WHAT YOU SHOULD DO:
Everything in the listing except the pictures should be written out exactly.

ENTRIES PROVIDED:
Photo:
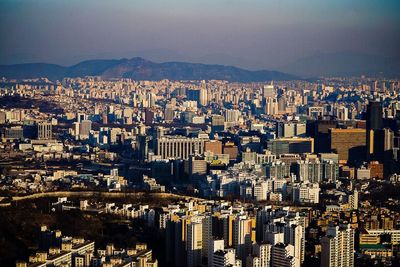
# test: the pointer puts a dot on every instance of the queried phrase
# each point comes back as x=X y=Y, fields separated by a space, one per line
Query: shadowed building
x=349 y=144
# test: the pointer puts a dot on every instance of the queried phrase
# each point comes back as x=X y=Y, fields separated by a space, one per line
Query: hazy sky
x=247 y=33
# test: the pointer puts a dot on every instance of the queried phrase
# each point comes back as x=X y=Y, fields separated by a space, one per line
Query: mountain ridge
x=345 y=63
x=139 y=68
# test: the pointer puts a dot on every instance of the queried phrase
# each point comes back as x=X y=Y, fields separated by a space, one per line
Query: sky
x=254 y=34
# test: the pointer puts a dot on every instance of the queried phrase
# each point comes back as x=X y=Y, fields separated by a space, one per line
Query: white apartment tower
x=338 y=247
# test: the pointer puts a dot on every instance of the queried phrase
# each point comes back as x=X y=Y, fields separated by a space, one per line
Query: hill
x=140 y=69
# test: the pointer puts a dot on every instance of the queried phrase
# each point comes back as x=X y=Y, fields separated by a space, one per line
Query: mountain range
x=141 y=69
x=344 y=64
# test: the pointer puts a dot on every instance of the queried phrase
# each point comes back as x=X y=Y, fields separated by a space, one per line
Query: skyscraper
x=338 y=247
x=374 y=122
x=44 y=130
x=194 y=244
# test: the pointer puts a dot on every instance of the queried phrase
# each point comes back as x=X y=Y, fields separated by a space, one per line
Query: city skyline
x=255 y=35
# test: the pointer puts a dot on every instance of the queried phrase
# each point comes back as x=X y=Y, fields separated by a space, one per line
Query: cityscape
x=143 y=161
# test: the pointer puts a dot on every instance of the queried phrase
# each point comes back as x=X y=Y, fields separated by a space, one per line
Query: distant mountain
x=344 y=64
x=140 y=69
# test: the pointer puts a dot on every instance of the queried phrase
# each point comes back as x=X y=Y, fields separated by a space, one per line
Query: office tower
x=217 y=123
x=148 y=117
x=194 y=244
x=224 y=258
x=232 y=115
x=203 y=101
x=175 y=242
x=337 y=247
x=319 y=130
x=85 y=127
x=263 y=252
x=197 y=167
x=44 y=130
x=291 y=146
x=330 y=170
x=213 y=146
x=242 y=237
x=169 y=114
x=290 y=129
x=309 y=171
x=283 y=256
x=193 y=95
x=271 y=106
x=277 y=170
x=282 y=104
x=269 y=91
x=14 y=132
x=295 y=235
x=230 y=149
x=179 y=147
x=305 y=193
x=349 y=144
x=374 y=122
x=142 y=147
x=260 y=191
x=80 y=117
x=214 y=246
x=382 y=145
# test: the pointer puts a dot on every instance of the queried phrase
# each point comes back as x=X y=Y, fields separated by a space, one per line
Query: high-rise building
x=214 y=246
x=283 y=256
x=85 y=127
x=374 y=118
x=217 y=123
x=179 y=147
x=263 y=253
x=291 y=145
x=224 y=258
x=337 y=247
x=45 y=130
x=349 y=144
x=194 y=244
x=242 y=237
x=269 y=91
x=213 y=146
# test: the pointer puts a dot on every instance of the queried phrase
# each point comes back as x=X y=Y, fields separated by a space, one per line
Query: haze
x=252 y=34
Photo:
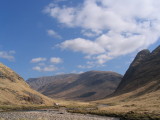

OUTPUT FOR THIS EXERCISE:
Photo:
# test: the pointer puts a dot on every instance of the queried phrase
# each point comes back as x=X y=Y, fields separated by a space, one per line
Query: shadowed building
x=349 y=144
# test: the pointer puts a dot on every instance of the queried phrase
# each point comes back as x=X y=Y, fields separated by a space, one per line
Query: hazy sky
x=247 y=33
# test: the pointer puts a dot on every instance of the queried phrase
# each point comes back as x=X y=Y, fields separated by a space, one per line
Query: mountain ridge
x=345 y=63
x=139 y=68
# test: the pointer puts a dot on every instance of the queried phrase
# each point comes back as x=X y=Y, fields separated by a space, one per line
Query: sky
x=254 y=34
# test: the pointer puts a dot on every instance of the queried phrase
# each point comes back as x=X y=Y, fields separated by a space, one per line
Query: white apartment tower
x=338 y=247
# test: the pointer puts a dot on every instance of the queried phrase
# each point comes back as x=X y=Y, fields separated by a space, one per line
Query: hill
x=140 y=69
# test: the pointer puts a dot on every instance of the queried phrase
# each point comes back as x=X y=Y, fields separated by a space, one per line
Query: mountain range
x=141 y=69
x=344 y=64
# test: the pointer puts a dot on every instance of the queried phrase
# each point comes back as x=X y=Y, fields separated by a space, one per line
Query: skyscraper
x=338 y=247
x=374 y=122
x=44 y=130
x=194 y=244
# test: the pointer puts a dot on every instance of the queried phrase
# each point comes back as x=X y=Y, fields separated by a space, one per line
Query: city skyline
x=255 y=35
# test: the pointer puts a dot on every instance of the queried phrase
# each point comes back as x=X y=Y, fields separated by a space, one per line
Query: cityscape
x=143 y=161
# test: the pointer puts a dot on every instance of the queried phrase
# each point comes back as x=X y=Y, fields separated by a space, one per line
Query: distant mountain
x=344 y=64
x=140 y=69
# test: the pointer puts a dot on every instance of the queried phrase
# each point comes back as x=X y=Y, fields separated by a space, one per line
Query: office tower
x=217 y=123
x=148 y=117
x=194 y=244
x=224 y=258
x=232 y=115
x=203 y=101
x=175 y=242
x=337 y=247
x=319 y=130
x=85 y=127
x=263 y=252
x=197 y=167
x=44 y=130
x=291 y=146
x=330 y=170
x=213 y=146
x=242 y=237
x=169 y=114
x=290 y=129
x=309 y=171
x=283 y=256
x=193 y=95
x=271 y=106
x=277 y=170
x=282 y=104
x=269 y=91
x=14 y=132
x=295 y=235
x=230 y=149
x=179 y=147
x=305 y=193
x=349 y=144
x=374 y=122
x=142 y=147
x=260 y=191
x=80 y=117
x=214 y=246
x=382 y=145
# test: the pointer puts a dot on every instance of the queried phrase
# each point comes back as x=X y=Y, fields separated by a space, one per line
Query: high-rise building
x=214 y=246
x=283 y=256
x=85 y=127
x=374 y=118
x=217 y=123
x=179 y=147
x=263 y=253
x=291 y=145
x=224 y=258
x=337 y=247
x=45 y=130
x=349 y=144
x=194 y=244
x=242 y=237
x=269 y=91
x=213 y=146
# test: the pointer puts a dot on every instance of the queried phrase
# each point comes back as x=X y=Y, fields separated by a space, one per line
Query: haze
x=252 y=34
Photo:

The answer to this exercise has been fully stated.